**** The data ****

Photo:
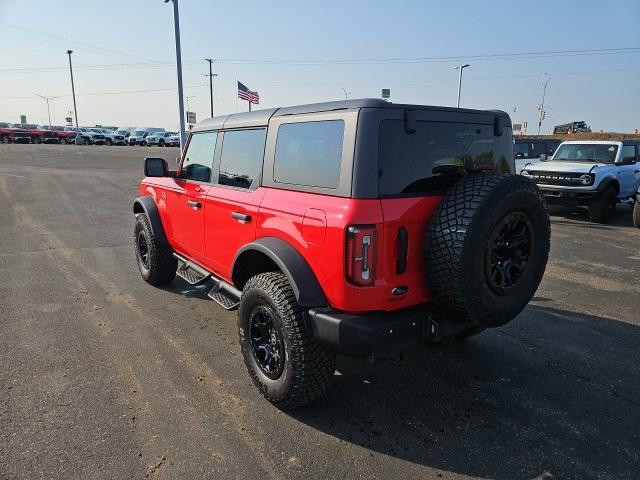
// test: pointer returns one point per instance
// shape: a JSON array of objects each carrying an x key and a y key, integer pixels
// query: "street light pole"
[
  {"x": 544, "y": 93},
  {"x": 460, "y": 68},
  {"x": 176, "y": 24},
  {"x": 73, "y": 92},
  {"x": 46, "y": 99},
  {"x": 211, "y": 75}
]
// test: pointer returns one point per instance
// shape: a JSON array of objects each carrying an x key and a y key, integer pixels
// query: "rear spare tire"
[{"x": 486, "y": 248}]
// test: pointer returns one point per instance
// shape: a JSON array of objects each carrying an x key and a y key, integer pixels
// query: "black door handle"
[{"x": 241, "y": 216}]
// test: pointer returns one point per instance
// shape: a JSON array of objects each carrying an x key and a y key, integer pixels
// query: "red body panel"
[
  {"x": 224, "y": 234},
  {"x": 315, "y": 225}
]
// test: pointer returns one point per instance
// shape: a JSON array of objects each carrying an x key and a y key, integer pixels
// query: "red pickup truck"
[
  {"x": 39, "y": 134},
  {"x": 11, "y": 133}
]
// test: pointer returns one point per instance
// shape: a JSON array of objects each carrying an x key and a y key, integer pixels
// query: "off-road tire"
[
  {"x": 458, "y": 242},
  {"x": 603, "y": 206},
  {"x": 161, "y": 265},
  {"x": 308, "y": 367}
]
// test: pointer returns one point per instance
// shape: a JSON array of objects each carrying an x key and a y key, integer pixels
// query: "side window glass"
[
  {"x": 536, "y": 149},
  {"x": 241, "y": 159},
  {"x": 309, "y": 153},
  {"x": 199, "y": 157},
  {"x": 629, "y": 151}
]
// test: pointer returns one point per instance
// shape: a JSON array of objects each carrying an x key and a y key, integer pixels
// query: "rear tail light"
[{"x": 361, "y": 254}]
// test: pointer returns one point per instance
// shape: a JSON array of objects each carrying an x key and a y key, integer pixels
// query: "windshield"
[{"x": 586, "y": 152}]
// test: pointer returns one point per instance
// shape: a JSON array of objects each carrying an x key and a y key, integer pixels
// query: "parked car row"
[
  {"x": 145, "y": 136},
  {"x": 33, "y": 133}
]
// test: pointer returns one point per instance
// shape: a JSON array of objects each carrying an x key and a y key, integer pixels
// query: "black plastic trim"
[
  {"x": 305, "y": 285},
  {"x": 150, "y": 209},
  {"x": 379, "y": 335}
]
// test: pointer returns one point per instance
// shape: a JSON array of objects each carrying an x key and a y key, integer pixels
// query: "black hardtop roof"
[{"x": 261, "y": 118}]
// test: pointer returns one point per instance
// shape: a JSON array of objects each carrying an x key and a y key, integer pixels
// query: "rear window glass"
[
  {"x": 309, "y": 153},
  {"x": 241, "y": 160},
  {"x": 432, "y": 158}
]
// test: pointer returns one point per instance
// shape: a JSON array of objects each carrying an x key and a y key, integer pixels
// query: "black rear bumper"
[
  {"x": 569, "y": 196},
  {"x": 379, "y": 335}
]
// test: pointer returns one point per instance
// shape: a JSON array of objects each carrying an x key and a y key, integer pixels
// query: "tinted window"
[
  {"x": 199, "y": 157},
  {"x": 309, "y": 153},
  {"x": 536, "y": 149},
  {"x": 551, "y": 147},
  {"x": 628, "y": 151},
  {"x": 436, "y": 154},
  {"x": 241, "y": 159}
]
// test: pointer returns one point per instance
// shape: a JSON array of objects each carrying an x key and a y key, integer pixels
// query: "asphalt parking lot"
[{"x": 104, "y": 376}]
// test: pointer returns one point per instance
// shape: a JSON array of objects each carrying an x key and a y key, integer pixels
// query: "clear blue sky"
[{"x": 125, "y": 46}]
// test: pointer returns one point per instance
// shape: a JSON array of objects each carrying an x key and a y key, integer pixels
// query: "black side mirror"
[{"x": 155, "y": 167}]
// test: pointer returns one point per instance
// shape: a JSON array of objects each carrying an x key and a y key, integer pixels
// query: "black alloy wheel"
[
  {"x": 508, "y": 252},
  {"x": 267, "y": 342}
]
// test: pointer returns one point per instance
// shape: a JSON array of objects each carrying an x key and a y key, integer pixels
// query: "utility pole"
[
  {"x": 46, "y": 99},
  {"x": 211, "y": 75},
  {"x": 460, "y": 68},
  {"x": 176, "y": 25},
  {"x": 542, "y": 112},
  {"x": 73, "y": 92}
]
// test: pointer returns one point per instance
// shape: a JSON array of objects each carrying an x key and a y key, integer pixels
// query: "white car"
[{"x": 158, "y": 138}]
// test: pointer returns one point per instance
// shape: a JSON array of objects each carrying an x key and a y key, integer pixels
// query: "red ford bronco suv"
[{"x": 359, "y": 227}]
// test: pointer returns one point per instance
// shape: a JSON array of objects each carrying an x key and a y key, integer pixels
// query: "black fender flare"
[
  {"x": 304, "y": 282},
  {"x": 609, "y": 181},
  {"x": 147, "y": 205}
]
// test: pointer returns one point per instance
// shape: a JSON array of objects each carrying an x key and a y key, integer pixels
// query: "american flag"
[{"x": 245, "y": 94}]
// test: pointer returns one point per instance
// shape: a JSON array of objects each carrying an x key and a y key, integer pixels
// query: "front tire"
[
  {"x": 602, "y": 208},
  {"x": 285, "y": 362},
  {"x": 156, "y": 262}
]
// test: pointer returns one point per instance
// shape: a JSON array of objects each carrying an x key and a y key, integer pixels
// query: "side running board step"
[
  {"x": 190, "y": 272},
  {"x": 223, "y": 293},
  {"x": 191, "y": 276},
  {"x": 225, "y": 299}
]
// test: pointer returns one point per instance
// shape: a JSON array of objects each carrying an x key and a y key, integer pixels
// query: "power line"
[
  {"x": 348, "y": 83},
  {"x": 491, "y": 56}
]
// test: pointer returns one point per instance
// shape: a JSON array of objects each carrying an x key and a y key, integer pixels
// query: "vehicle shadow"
[
  {"x": 578, "y": 216},
  {"x": 553, "y": 392}
]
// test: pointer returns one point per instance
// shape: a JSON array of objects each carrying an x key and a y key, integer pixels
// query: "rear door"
[
  {"x": 186, "y": 196},
  {"x": 233, "y": 201}
]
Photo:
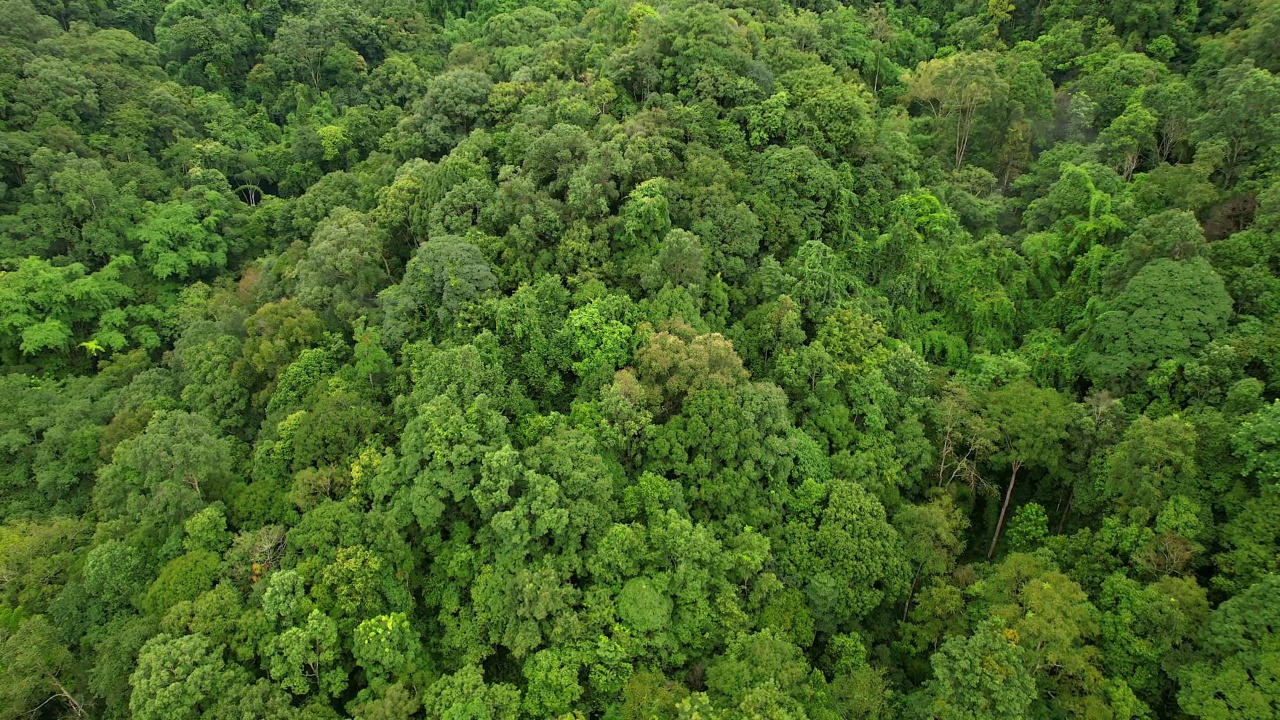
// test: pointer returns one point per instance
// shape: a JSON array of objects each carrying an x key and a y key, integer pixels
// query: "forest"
[{"x": 639, "y": 359}]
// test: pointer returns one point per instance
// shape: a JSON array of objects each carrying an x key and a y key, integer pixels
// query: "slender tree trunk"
[
  {"x": 1004, "y": 509},
  {"x": 1066, "y": 513},
  {"x": 910, "y": 593}
]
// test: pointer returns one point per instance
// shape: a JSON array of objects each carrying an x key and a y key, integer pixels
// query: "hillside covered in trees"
[{"x": 639, "y": 359}]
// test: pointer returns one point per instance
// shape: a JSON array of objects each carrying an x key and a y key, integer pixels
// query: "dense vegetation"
[{"x": 639, "y": 360}]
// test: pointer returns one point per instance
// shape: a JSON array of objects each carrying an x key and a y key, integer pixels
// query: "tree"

****

- What you need to do -
Once the pictures are set aside, repeat each entry exactly as it stands.

- Solution -
Photo:
// test: pointer returns one point per instance
// shape: a JSON array of objects each carrying an x key and a y key, integer pixels
// query: "street light pole"
[
  {"x": 544, "y": 93},
  {"x": 460, "y": 68},
  {"x": 176, "y": 24},
  {"x": 73, "y": 92},
  {"x": 46, "y": 99},
  {"x": 211, "y": 75}
]
// test: pointer returns one point per instance
// shape: a JSON array of objects each carrying an x key and a y key, integer pixels
// query: "rear spare tire"
[{"x": 486, "y": 248}]
// test: pointer returns one point per instance
// shape: a JSON array of objects each carrying an x key and a y key, integer pixels
// query: "black door handle"
[{"x": 241, "y": 216}]
// test: pointer returns one point per instance
// shape: a JSON array of objects each carrying an x key and a y key, integer pixels
// query: "red body panel"
[
  {"x": 224, "y": 234},
  {"x": 315, "y": 225}
]
// test: pointer returns one point per instance
// shape: a JSON array of objects each carrying an x key and a y key, integer pixels
// query: "red pickup truck"
[
  {"x": 39, "y": 134},
  {"x": 11, "y": 133}
]
// test: pointer returns one point per instance
// shape: a JSON array of objects each carrying an x key and a y key, integer pixels
// query: "off-road tire"
[
  {"x": 458, "y": 242},
  {"x": 603, "y": 206},
  {"x": 161, "y": 265},
  {"x": 308, "y": 367}
]
// test: pointer returns one point per instance
// shape: a JSON array of objects each carrying an x key and a y key, integer pixels
// query: "side window glass"
[
  {"x": 536, "y": 149},
  {"x": 241, "y": 159},
  {"x": 309, "y": 153},
  {"x": 199, "y": 157},
  {"x": 629, "y": 151}
]
// test: pointer returns one point per instance
// shape: a JSON array of objects each carrying an x key and a y key, integer pixels
// query: "rear tail light"
[{"x": 361, "y": 254}]
// test: pointer returns one point per instance
// shape: a JSON array of objects each carrying an x key and a y key, integer pixels
// query: "windshield"
[{"x": 586, "y": 152}]
// test: pointer returns one point per instance
// shape: a JSON array of objects each carrying an x key and a y key, integer pixels
// query: "parked car row"
[
  {"x": 145, "y": 136},
  {"x": 33, "y": 133}
]
// test: pointer returns one point per instance
// shape: a JSON array of objects each carrying an x key and a y key, integer pixels
// query: "black plastic trim"
[
  {"x": 305, "y": 285},
  {"x": 150, "y": 209},
  {"x": 379, "y": 335}
]
// test: pointer returns one point per instance
// shape: a JSON array of objects each carrying an x key and a y key, integer pixels
// query: "black hardtop roof"
[{"x": 261, "y": 118}]
// test: pointer returns one point per instance
// shape: a JSON array of objects each carrying an x key and a y key, integer pixels
// query: "rear window glass"
[
  {"x": 309, "y": 153},
  {"x": 241, "y": 160},
  {"x": 432, "y": 158}
]
// test: pointer returns one point per instance
// shape: a JSON array of objects each carrying an x key and a y key, integer pixels
// query: "black rear bumper"
[
  {"x": 569, "y": 196},
  {"x": 379, "y": 335}
]
// test: pointer returns one point per instance
// shape: a JSON array of objects each carrying an x key and a y key, integer pixels
// query: "tinted window"
[
  {"x": 199, "y": 157},
  {"x": 309, "y": 153},
  {"x": 536, "y": 149},
  {"x": 551, "y": 147},
  {"x": 628, "y": 151},
  {"x": 436, "y": 154},
  {"x": 241, "y": 159}
]
// test: pointer returns one point per instance
// shape: a JSON array of objects each carrying an x key and a y key, integer pixels
// query: "asphalt parking lot"
[{"x": 104, "y": 376}]
// test: pointer returns one point per instance
// shape: a JSON array of objects each carrying an x key and a y key, integer pixels
// query: "clear blue sky"
[{"x": 125, "y": 46}]
// test: pointer returns one point per instance
// shape: a JSON array of objects each carrying an x key and a y key, integer pixels
// query: "black side mirror"
[{"x": 155, "y": 167}]
// test: pointer returns one point per instance
// shape: a JSON array of objects each carrying an x key and a y key, integer pixels
// query: "black alloy wheel"
[
  {"x": 508, "y": 252},
  {"x": 267, "y": 342}
]
// test: pointer returns one point per instance
// shape: a JSON array of objects each carrying an x key and a y key, integer pixels
// query: "utility pole"
[
  {"x": 46, "y": 99},
  {"x": 211, "y": 75},
  {"x": 460, "y": 68},
  {"x": 176, "y": 25},
  {"x": 542, "y": 112},
  {"x": 73, "y": 92}
]
// test: pointer returns one point per instance
// shape: a JSON array of objects each carrying an x key and a y key, integer pixels
// query: "white car"
[{"x": 158, "y": 138}]
// test: pointer returns one point per instance
// shape: a JSON array of objects each carrying an x key and a y key, integer pixels
// query: "red ford bronco suv"
[{"x": 359, "y": 227}]
// test: pointer returns one point per instance
// shape: a JSON array of objects each carrying an x key and a y key, integer pixels
// query: "black fender flare"
[
  {"x": 304, "y": 282},
  {"x": 609, "y": 181},
  {"x": 147, "y": 205}
]
// test: pointer returns one point per instance
// shape: a JSON array of objects each carrying an x key and a y key, integer pixels
// query: "american flag"
[{"x": 245, "y": 94}]
// test: pointer returns one point per instance
// shape: a JSON array of objects each carrying an x key and a y key, integer pixels
// query: "front tire"
[
  {"x": 602, "y": 208},
  {"x": 285, "y": 362},
  {"x": 156, "y": 262}
]
// test: pointer returns one point per instance
// shape: a JSON array of objects each carrying an x key and a y key, integer pixels
// query: "side running board step"
[
  {"x": 190, "y": 272},
  {"x": 223, "y": 293},
  {"x": 191, "y": 276},
  {"x": 225, "y": 299}
]
// test: pointer returns one point per instance
// shape: a JSON array of objects each carrying an x key and a y key, integer pixels
// query: "power line"
[
  {"x": 348, "y": 83},
  {"x": 491, "y": 56}
]
// test: pointer returns one point per instance
// shape: a JSON array of objects each carrying an x key and a y key, integer pixels
// query: "vehicle shadow"
[
  {"x": 578, "y": 216},
  {"x": 553, "y": 392}
]
// test: pointer returns one point per instance
// shape: a JSON array of objects each carrying an x key and a y key, integer pixels
// query: "rear door"
[
  {"x": 186, "y": 196},
  {"x": 233, "y": 201}
]
Photo:
// test: pointer returns one point per instance
// shape: a JSON array of objects each carrying an x key and a y key, integer pixels
// query: "forest"
[{"x": 639, "y": 359}]
// test: pointer returns one point per instance
// shape: a JSON array of objects each carrying an x key and a y key, integer pixels
// query: "slender tree trunk"
[
  {"x": 1004, "y": 509},
  {"x": 1066, "y": 513},
  {"x": 910, "y": 593}
]
// test: pointer returns one point per instance
// shape: a JSON array of objects each carrying an x key and a y key, integer pixels
// query: "hillside covered in trees"
[{"x": 639, "y": 359}]
// test: pointer returns one point per instance
// shape: a JSON array of objects each carrying an x key and a y key, integer pixels
// query: "dense vegetation"
[{"x": 639, "y": 360}]
// test: pointer returns one point per instance
// shape: a JSON array of objects each carrying an x key and a y key, integer pixels
// query: "tree"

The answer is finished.